# EXCERPT TO READ
----------------------------------------
Suppose there are 2 honest miners A and B, in two different parts of the world. A solves the puzzle and broadcasts his block in the network. Before this block reaches B, B has also solved the puzzle and he also broadcasts his block as he is not yet aware of the block mined by A. So some of the nodes in the network have added the block mined by A to their local copy of ledger and others have added the block mined by B. Ultimately one of these blocks gets dropped. This is known as chain reorganization.
Although the dropped block had honest transactions it got dropped and all that hashrate was wasted which could have been used to mine another block which would have made the network more secure. More the size of the block more the wastage of hashrate.
Any transaction that takes place on the ethereum network has to be validated and stored by each node in the network so that every node has the same state. This puts a limit on the throughput on a protocol level and hence no matter what the implementation, without changing the protocol it is difficult to solve the scalability issue.
----------------------------------------
# RECORDS

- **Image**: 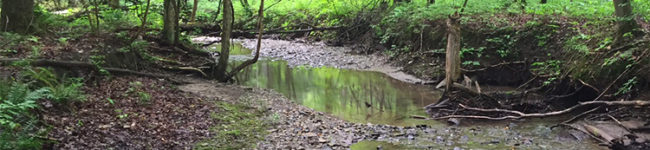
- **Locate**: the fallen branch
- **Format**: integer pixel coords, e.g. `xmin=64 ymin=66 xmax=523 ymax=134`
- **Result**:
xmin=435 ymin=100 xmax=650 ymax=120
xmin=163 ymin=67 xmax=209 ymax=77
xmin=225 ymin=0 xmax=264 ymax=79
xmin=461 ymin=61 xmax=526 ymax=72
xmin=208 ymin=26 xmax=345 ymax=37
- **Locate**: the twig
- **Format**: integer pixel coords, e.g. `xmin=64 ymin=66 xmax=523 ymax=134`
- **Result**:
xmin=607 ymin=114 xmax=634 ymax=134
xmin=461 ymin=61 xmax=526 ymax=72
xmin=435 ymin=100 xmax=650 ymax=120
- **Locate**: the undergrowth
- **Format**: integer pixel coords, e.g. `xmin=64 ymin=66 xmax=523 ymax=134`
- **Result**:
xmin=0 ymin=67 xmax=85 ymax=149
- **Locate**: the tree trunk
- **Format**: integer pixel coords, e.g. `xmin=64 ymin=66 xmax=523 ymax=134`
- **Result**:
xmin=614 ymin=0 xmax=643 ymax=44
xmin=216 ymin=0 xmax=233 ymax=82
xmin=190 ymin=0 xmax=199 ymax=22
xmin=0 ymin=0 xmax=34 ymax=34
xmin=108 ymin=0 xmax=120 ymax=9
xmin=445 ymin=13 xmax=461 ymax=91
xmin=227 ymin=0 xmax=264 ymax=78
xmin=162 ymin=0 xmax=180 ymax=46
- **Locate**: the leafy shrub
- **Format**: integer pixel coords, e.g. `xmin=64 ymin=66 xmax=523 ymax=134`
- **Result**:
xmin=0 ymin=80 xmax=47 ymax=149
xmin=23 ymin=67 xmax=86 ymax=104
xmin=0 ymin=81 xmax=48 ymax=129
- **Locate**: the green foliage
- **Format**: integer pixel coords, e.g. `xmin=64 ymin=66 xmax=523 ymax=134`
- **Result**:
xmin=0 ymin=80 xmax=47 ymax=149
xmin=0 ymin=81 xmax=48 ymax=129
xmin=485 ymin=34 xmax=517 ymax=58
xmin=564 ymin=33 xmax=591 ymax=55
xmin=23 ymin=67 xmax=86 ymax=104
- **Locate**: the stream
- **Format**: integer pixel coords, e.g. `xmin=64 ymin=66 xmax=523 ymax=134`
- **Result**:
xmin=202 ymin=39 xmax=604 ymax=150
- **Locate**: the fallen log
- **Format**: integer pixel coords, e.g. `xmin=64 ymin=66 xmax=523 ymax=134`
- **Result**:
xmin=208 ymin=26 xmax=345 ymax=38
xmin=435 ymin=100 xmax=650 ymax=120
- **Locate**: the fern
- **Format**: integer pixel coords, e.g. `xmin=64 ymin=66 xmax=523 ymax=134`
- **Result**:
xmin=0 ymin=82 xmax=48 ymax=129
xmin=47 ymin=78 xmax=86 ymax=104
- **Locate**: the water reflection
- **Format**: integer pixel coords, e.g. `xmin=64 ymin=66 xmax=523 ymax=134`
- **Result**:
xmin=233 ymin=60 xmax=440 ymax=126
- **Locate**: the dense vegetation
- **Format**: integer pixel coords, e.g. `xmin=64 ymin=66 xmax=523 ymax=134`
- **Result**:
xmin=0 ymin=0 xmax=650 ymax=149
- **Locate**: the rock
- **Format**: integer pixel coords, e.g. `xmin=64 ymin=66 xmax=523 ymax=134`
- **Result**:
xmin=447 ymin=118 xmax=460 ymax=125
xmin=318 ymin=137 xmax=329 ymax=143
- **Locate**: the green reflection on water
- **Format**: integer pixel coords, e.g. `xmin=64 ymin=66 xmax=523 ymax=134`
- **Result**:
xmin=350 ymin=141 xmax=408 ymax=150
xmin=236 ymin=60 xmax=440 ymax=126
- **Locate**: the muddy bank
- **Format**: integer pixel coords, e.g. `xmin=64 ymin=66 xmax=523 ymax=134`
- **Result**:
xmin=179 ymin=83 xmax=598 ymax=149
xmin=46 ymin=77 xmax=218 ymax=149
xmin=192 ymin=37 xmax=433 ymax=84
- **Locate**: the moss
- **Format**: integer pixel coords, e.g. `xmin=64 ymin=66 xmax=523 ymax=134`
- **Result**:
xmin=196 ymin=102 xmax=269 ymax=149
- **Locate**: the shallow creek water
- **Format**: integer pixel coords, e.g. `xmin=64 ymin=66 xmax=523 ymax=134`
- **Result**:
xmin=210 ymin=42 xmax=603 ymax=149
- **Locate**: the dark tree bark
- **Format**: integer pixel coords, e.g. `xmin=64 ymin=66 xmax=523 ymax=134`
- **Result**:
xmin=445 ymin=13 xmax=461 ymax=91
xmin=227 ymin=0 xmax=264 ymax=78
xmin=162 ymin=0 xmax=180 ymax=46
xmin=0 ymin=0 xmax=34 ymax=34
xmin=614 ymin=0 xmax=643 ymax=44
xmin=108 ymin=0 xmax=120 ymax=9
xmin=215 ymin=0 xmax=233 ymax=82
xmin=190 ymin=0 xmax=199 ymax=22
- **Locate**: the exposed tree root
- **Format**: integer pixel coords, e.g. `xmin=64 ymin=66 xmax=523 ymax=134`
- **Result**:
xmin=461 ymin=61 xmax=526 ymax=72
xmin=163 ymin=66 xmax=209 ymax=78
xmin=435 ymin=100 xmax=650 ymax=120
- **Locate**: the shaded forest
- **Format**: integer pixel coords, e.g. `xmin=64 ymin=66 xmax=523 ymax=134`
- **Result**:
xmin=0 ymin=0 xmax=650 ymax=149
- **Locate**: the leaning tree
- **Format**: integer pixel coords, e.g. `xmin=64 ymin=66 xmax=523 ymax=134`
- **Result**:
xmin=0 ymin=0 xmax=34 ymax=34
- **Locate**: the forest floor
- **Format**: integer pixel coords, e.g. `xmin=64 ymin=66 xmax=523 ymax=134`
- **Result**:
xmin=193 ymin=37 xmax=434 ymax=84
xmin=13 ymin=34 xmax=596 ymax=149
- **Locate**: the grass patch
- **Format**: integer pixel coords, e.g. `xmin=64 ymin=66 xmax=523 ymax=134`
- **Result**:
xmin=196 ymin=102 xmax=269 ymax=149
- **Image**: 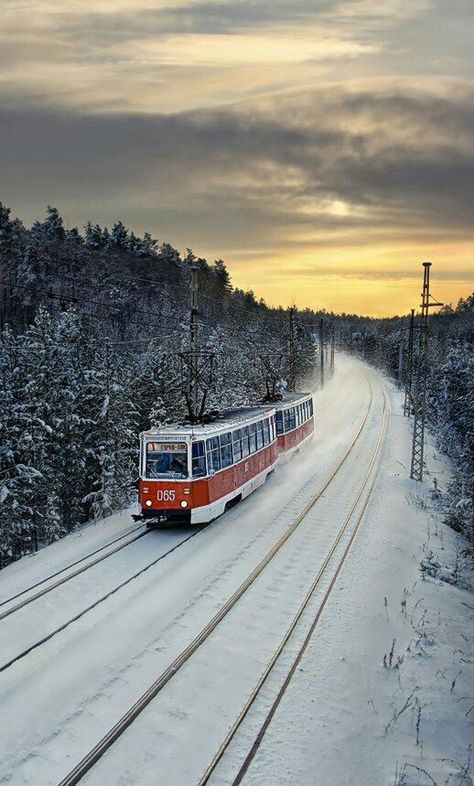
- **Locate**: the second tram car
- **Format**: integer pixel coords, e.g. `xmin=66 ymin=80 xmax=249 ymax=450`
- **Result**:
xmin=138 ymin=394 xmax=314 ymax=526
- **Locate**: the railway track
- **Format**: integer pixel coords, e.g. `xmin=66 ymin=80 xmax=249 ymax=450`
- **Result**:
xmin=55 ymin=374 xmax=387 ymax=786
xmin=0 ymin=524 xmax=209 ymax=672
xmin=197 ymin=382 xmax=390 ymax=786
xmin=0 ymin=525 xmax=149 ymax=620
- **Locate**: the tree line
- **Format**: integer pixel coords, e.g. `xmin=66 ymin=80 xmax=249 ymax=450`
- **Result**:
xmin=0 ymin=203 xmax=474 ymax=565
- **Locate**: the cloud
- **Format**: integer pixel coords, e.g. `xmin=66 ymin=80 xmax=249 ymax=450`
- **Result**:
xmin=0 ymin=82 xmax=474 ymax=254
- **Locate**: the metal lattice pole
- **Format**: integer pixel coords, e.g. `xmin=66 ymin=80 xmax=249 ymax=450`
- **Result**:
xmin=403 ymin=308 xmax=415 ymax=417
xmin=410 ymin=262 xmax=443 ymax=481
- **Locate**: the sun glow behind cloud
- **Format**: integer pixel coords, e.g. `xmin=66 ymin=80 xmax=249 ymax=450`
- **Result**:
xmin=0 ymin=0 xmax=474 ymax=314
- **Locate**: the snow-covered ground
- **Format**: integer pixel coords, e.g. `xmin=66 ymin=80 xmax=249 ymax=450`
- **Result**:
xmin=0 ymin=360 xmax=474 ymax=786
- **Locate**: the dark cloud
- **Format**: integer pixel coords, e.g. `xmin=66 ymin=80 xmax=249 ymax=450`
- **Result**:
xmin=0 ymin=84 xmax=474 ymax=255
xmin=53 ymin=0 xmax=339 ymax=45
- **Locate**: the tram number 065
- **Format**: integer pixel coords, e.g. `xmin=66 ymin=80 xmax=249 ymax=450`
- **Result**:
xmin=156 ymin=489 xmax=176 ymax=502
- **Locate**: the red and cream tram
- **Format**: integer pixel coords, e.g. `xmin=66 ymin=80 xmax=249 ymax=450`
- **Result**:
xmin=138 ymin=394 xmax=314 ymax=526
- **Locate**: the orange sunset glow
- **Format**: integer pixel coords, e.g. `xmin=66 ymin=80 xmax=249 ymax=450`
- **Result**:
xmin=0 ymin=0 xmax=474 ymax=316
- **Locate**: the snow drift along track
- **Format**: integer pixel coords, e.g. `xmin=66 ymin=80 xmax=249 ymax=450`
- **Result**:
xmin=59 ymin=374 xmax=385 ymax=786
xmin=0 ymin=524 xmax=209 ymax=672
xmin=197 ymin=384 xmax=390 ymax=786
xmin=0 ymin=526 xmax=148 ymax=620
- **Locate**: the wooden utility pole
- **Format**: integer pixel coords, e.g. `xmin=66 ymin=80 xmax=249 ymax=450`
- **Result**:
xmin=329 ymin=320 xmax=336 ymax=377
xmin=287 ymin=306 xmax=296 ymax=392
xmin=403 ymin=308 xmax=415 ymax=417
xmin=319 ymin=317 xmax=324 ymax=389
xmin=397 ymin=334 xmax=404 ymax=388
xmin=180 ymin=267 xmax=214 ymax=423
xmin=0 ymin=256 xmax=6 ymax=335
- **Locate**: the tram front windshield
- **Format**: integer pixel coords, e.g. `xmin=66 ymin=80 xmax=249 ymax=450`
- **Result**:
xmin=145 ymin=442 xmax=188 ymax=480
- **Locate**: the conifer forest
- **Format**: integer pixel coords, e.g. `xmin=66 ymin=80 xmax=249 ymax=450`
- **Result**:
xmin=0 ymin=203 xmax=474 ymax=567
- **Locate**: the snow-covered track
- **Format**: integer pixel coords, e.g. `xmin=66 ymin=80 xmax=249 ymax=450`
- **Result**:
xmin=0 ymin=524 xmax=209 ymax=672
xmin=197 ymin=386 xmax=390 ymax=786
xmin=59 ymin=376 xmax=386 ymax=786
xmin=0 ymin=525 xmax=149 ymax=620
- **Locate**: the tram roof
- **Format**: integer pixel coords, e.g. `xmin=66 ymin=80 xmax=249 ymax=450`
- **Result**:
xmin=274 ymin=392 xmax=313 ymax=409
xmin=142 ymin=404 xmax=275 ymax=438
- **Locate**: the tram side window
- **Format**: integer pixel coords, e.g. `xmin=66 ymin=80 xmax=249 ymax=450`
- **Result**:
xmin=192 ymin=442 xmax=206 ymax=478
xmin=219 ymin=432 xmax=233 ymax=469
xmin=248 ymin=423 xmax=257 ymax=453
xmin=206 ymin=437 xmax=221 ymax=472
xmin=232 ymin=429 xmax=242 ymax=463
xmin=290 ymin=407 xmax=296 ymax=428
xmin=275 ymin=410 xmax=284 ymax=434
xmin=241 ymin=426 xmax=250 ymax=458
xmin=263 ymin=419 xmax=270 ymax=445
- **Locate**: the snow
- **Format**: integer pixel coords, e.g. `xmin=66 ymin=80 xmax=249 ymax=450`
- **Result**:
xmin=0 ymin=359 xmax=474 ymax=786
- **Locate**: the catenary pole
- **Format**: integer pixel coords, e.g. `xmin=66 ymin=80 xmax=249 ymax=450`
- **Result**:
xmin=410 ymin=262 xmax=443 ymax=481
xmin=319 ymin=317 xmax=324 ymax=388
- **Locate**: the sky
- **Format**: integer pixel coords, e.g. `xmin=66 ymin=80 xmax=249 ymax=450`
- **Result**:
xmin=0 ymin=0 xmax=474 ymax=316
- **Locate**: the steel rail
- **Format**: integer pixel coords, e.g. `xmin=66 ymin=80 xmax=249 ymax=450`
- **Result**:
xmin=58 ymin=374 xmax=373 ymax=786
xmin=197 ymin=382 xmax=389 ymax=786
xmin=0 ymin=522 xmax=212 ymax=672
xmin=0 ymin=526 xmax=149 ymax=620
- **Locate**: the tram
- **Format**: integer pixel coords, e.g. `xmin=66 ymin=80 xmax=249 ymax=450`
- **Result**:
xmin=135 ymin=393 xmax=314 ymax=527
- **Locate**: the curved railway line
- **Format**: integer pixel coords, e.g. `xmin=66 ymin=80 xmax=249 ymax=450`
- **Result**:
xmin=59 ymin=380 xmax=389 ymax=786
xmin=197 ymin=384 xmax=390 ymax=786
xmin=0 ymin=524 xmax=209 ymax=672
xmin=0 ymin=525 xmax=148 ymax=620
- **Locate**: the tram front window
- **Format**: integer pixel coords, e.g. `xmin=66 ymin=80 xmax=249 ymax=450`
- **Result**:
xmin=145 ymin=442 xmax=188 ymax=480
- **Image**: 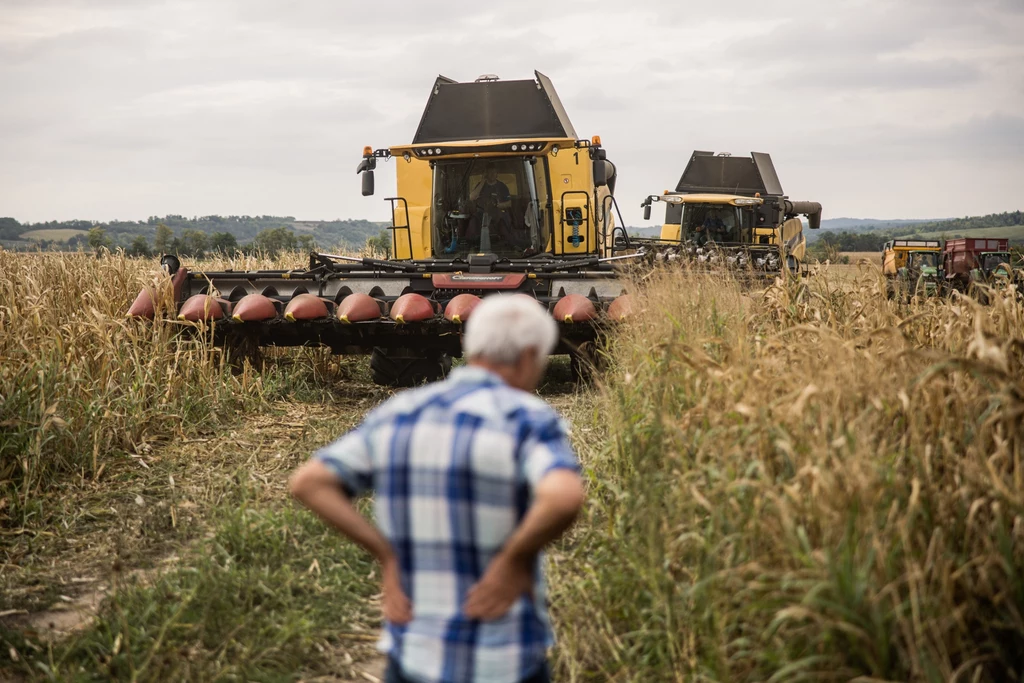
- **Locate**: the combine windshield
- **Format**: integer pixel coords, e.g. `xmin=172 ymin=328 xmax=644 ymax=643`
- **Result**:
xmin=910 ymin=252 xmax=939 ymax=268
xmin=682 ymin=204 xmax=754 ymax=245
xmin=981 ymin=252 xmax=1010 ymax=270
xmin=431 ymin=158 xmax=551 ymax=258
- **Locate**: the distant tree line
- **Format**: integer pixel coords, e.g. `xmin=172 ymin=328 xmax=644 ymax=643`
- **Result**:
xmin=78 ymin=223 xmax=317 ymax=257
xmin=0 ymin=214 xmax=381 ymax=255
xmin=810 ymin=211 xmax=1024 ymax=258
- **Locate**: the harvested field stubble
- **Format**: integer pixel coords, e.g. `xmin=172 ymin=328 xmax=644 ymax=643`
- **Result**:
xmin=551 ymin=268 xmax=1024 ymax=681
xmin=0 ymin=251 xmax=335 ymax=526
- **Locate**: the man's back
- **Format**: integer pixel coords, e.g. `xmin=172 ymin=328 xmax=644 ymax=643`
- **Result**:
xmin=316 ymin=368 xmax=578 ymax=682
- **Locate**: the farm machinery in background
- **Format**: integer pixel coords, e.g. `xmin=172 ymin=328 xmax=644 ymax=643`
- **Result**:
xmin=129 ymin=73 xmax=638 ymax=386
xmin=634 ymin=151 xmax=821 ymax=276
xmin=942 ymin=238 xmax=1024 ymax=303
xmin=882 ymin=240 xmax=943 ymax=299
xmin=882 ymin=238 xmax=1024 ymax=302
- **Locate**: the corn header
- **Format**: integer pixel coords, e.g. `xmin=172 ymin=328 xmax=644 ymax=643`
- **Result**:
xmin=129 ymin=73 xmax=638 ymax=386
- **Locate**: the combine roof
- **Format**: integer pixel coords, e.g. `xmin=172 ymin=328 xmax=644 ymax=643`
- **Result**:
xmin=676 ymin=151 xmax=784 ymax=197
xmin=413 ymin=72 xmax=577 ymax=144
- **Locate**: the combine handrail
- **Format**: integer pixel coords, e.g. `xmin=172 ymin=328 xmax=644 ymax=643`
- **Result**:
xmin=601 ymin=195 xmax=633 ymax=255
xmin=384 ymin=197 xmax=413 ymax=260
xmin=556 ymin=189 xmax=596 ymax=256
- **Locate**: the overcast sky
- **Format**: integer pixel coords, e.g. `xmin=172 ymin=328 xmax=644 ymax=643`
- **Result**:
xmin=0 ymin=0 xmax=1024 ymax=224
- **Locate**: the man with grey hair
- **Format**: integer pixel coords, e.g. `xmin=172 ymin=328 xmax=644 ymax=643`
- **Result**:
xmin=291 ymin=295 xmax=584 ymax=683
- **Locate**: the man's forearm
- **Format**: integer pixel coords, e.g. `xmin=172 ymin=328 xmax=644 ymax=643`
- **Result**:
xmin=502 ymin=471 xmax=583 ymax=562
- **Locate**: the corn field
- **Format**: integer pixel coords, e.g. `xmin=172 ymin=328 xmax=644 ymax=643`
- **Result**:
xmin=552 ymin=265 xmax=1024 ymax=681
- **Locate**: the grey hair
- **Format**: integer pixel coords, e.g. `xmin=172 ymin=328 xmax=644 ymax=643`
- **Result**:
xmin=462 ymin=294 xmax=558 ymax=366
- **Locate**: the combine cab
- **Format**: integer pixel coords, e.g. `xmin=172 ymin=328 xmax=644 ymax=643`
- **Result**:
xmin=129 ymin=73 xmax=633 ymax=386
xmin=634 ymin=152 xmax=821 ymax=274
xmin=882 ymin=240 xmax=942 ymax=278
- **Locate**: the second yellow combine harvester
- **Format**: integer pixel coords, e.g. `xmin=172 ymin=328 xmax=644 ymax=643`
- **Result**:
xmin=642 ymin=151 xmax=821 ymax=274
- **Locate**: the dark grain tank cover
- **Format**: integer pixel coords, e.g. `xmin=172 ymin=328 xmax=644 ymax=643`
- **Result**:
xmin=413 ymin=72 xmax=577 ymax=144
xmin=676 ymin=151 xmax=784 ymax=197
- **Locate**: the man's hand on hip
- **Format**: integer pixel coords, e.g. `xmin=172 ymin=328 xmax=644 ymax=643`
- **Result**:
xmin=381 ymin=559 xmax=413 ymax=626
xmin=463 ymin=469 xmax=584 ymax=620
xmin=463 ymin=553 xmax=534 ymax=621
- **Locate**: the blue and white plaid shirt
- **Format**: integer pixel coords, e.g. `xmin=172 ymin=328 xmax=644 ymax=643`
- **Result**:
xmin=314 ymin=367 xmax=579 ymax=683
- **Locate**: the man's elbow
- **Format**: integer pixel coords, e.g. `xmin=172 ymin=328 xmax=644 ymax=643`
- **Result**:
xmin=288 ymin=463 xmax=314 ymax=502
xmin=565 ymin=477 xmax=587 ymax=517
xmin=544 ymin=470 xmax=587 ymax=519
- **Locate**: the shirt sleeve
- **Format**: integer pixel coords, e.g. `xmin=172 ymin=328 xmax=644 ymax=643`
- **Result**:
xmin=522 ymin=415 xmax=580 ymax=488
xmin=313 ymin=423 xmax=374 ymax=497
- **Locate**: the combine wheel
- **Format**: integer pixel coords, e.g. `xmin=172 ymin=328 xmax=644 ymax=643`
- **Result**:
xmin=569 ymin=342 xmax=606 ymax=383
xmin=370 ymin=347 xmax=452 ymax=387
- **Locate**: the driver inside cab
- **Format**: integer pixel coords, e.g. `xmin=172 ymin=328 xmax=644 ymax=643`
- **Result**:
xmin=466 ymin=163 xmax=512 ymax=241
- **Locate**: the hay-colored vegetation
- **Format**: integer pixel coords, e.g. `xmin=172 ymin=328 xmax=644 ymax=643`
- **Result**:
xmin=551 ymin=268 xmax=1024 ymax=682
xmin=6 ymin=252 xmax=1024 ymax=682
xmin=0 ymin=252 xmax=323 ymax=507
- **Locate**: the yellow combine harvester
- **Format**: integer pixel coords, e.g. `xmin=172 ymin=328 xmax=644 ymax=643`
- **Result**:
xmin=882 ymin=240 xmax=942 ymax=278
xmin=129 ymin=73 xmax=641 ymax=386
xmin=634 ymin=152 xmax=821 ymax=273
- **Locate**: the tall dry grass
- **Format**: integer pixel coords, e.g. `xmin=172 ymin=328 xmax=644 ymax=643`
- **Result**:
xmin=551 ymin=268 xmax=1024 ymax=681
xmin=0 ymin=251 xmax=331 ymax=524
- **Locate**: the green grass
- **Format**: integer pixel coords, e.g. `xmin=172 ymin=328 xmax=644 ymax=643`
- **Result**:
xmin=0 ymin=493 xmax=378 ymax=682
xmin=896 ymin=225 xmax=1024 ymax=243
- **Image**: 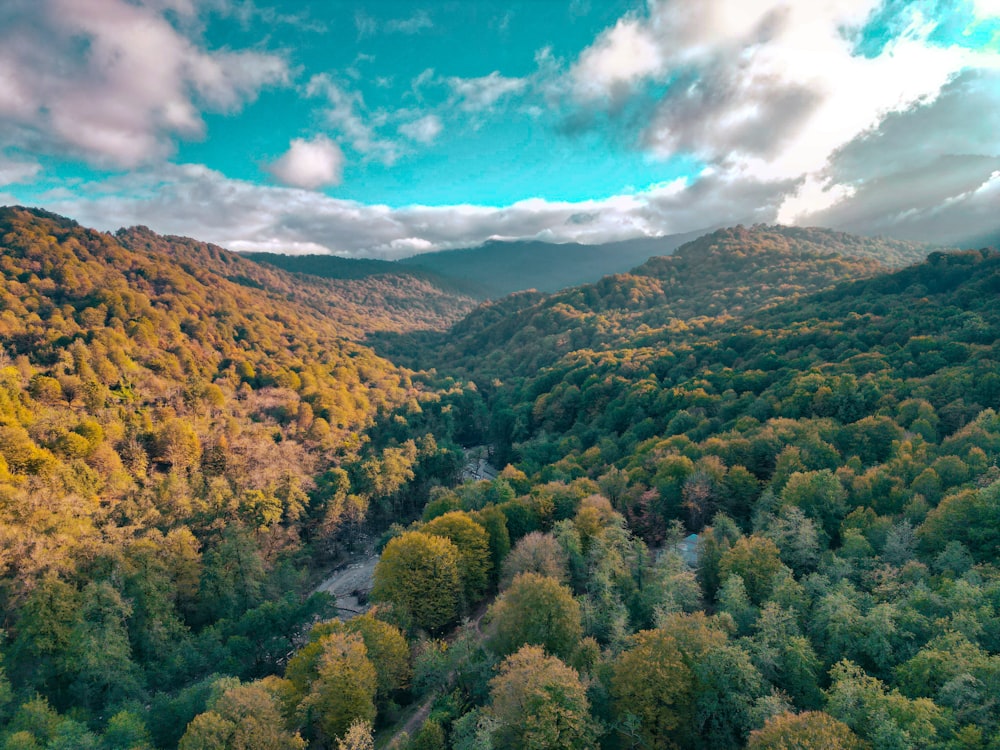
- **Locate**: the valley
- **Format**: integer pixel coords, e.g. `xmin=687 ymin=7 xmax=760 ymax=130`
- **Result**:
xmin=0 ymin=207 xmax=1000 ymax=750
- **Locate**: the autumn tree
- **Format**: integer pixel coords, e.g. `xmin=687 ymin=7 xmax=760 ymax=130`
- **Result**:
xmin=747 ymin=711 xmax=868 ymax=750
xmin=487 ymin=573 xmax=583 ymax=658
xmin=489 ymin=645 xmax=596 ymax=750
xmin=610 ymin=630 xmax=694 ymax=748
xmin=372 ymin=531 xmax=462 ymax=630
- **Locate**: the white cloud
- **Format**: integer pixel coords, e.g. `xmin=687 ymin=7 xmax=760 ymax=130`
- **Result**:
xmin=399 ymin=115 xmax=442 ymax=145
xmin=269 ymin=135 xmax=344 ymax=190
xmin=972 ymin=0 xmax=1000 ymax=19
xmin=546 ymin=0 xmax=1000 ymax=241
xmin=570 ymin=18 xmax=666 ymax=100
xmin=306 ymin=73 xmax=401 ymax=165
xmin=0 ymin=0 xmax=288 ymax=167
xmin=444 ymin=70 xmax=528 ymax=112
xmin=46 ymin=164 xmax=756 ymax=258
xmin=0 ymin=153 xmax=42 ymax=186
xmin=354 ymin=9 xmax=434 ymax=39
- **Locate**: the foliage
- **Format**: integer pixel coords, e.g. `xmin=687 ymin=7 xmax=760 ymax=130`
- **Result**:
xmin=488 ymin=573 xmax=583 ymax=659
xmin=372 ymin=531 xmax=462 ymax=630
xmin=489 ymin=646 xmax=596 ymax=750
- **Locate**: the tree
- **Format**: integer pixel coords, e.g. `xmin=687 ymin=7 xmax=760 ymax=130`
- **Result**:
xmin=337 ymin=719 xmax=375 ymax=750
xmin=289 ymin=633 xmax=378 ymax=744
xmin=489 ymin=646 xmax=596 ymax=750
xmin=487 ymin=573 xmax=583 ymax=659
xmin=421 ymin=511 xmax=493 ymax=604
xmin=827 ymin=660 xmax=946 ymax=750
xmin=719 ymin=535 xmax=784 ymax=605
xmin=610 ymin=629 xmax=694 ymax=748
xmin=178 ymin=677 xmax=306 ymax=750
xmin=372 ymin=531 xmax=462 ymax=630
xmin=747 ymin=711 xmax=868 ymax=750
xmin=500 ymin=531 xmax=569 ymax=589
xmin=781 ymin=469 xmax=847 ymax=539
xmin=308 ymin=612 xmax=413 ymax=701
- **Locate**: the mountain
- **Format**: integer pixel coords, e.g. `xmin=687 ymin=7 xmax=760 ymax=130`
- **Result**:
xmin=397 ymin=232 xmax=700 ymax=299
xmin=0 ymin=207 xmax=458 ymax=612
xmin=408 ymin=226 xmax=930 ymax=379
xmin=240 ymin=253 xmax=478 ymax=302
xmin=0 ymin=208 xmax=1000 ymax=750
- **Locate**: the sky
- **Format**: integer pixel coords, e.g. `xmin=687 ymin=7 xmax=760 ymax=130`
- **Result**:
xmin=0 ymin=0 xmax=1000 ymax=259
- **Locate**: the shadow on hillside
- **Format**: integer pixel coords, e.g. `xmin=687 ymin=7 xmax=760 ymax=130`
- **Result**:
----------------------------------------
# WHAT YOU WILL DO
**A.** In the passage on blockchain mining, write out the text from "Suppose there are" to "as chain reorganization.", swapping "puzzle" for "problem".
**B.** According to the passage on blockchain mining, what is it called when one of two competing blocks gets dropped?

# ANSWERS TO THE EXERCISE
**A.**
Suppose there are 2 honest miners A and B, in two different parts of the world. A solves the problem and broadcasts his block in the network. Before this block reaches B, B has also solved the problem and he also broadcasts his block as he is not yet aware of the block mined by A. So some of the nodes in the network have added the block mined by A to their local copy of ledger and others have added the block mined by B. Ultimately one of these blocks gets dropped. This is known as chain reorganization.

**B.** Chain reorganization.